Work to do:
• A. From the first post of the garden edging thread, list every edging material offered as an option for the redone beds. Leave out the bricks already on the house.
• B. Write the next part of the garden edging thread, starting after its last post.

Selected extract:
══════════
# Let's see your hardscape edging/borders!



## kds (Apr 28, 2017)

With the redefinition of my garden beds all around the house, I get to pick how I want to edge it. Right now the house has the red interlocking bricks, but over the years they've really settled.

The landscape architect currently has my plan down using 4x6" Iowa buff stone (I think it would look kind of like the border here). It looks nice but I'm not convinced it will really go with the house and it's probably not right for the neighborhood or economical.

Also under consideration: steel edging, wall block, or concrete curbing.

What kind of borders do you have? Did you install it yourself, hire it out, or did it come with the house? How expensive or hard was it relative to the other options? Do you wish you went another way?


----------



## Ware (Jan 28, 2017)

I used steel edging because I have a lot of beds (linear feet) and it kept the cost down. If this was a forever home, I probably would have gone with the concrete curbing. That Iowa buff stone looks pretty good too - I would go with whichever one of those two would look best with the house if cost is not a concern.


----------



## kds (Apr 28, 2017)

I'm leaning more towards the steel edging. I'm not sure how long I'll be here -- I hope it's a while -- but it does seem to be the most durable-and-economical solution so far, and the installation is easy to boot.


----------



## Ware (Jan 28, 2017)

I'm satisfied with my steel edging. A couple pros for the steel is it's not a focal point and doesn't really add any depth to the bed. I like to install it when the ground is soft and hammer it down into the ground a bit so that it isn't as tall.
══════════
Rows from a point labeling set
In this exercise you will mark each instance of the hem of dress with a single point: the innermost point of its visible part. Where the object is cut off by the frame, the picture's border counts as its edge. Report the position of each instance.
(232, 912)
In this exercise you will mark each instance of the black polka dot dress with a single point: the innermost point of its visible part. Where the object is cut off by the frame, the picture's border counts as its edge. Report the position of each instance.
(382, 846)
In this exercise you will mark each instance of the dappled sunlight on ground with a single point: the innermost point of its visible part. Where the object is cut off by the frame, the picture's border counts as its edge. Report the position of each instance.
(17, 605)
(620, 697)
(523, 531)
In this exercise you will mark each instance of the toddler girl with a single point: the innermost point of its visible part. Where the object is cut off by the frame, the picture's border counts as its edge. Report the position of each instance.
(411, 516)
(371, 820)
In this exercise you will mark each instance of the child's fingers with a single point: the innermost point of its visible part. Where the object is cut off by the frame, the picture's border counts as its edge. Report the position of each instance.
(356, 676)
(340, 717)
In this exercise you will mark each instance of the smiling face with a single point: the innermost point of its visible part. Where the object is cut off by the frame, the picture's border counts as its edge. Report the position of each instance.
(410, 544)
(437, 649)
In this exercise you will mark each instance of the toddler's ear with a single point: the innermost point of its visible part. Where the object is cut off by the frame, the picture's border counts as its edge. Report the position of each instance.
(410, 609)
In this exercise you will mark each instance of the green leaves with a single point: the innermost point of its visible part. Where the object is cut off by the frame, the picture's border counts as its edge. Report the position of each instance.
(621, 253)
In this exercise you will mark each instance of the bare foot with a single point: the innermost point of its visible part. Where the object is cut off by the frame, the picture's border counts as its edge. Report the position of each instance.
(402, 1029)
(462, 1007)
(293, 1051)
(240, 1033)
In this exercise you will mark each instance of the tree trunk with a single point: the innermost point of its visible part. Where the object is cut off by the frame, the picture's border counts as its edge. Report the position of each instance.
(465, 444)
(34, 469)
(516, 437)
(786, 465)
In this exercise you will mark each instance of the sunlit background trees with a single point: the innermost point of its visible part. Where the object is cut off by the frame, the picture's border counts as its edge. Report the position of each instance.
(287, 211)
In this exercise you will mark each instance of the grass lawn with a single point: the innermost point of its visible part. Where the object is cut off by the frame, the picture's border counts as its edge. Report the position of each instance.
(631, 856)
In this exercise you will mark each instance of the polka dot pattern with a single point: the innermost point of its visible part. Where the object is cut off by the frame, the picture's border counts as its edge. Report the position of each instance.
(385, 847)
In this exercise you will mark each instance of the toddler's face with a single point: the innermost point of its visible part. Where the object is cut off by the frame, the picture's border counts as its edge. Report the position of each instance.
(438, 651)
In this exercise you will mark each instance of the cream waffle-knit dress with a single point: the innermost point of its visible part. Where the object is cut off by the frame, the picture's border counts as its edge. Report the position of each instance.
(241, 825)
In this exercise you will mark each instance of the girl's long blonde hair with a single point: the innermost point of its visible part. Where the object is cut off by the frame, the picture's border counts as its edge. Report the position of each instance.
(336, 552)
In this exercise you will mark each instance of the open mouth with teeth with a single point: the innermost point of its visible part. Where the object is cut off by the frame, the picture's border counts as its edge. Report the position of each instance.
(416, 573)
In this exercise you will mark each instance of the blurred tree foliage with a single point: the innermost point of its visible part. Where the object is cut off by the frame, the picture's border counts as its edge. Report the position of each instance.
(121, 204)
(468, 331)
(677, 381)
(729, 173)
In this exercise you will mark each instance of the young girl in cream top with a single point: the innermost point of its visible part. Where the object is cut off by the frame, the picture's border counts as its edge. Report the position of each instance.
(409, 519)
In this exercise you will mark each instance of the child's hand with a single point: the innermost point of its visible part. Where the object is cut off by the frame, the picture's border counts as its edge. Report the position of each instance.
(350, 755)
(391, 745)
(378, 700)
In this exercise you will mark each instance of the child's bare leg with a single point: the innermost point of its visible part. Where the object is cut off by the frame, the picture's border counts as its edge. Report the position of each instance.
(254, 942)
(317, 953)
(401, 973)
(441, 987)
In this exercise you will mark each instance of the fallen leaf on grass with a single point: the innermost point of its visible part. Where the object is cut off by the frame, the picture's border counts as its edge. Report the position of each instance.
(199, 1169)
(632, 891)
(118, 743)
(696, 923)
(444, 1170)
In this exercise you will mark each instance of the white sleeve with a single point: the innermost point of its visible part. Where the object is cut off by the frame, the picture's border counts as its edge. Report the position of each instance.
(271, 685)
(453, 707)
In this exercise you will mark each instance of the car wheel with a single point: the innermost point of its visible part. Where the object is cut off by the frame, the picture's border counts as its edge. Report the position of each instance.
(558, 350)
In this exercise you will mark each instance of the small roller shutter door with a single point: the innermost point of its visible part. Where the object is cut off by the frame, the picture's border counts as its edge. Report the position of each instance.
══════════
Written answers:
• A. 4x6" Iowa buff stone, steel edging, wall block, concrete curbing

• B.
----------



## gatormac2112 (Sep 14, 2017)

I have one bed that has brick as an edge, it was there when we bought the house. I was thinking about doing my other beds with brick as well, haven't looked at cost yet. The concrete just looks so permanent, I'm not sure I like the idea of not being able to dig it up if I change my mind.

One question with reel low grass: what height should the border be in relation to the grass? Does it matter? Any pros or cons to higher or lower?


----------



## gatormac2112 (Sep 14, 2017)

Went ahead and bought 100 bricks for $24, put it down in a couple of hours. I think it'll look nice once I get the bed filled with mulch and the grass grows to the edge.


----------



## Fishnugget (Sep 29, 2017)




----------



## marshtj (Apr 9, 2018)

If you go the steel edging route, buy or borrow a manual edger from someone. It makes installation a breeze. I have probably 600 feet in my yard all installed using this tool. It makes hammering it into place simple and requires much less effort. I used a garden hose to mark my edges then followed it with this tool.


----------



## kds (Apr 28, 2017)

Wew nice garden @Fishnugget!



marshtj said:


> If you go the steel edging route, buy or borrow a manual edger from someone. It makes installation a breeze. I have probably 600 feet in my yard all installed using this tool. It makes hammering it into place simple and requires much less effort. I used a garden hose to mark my edges then followed it with this tool.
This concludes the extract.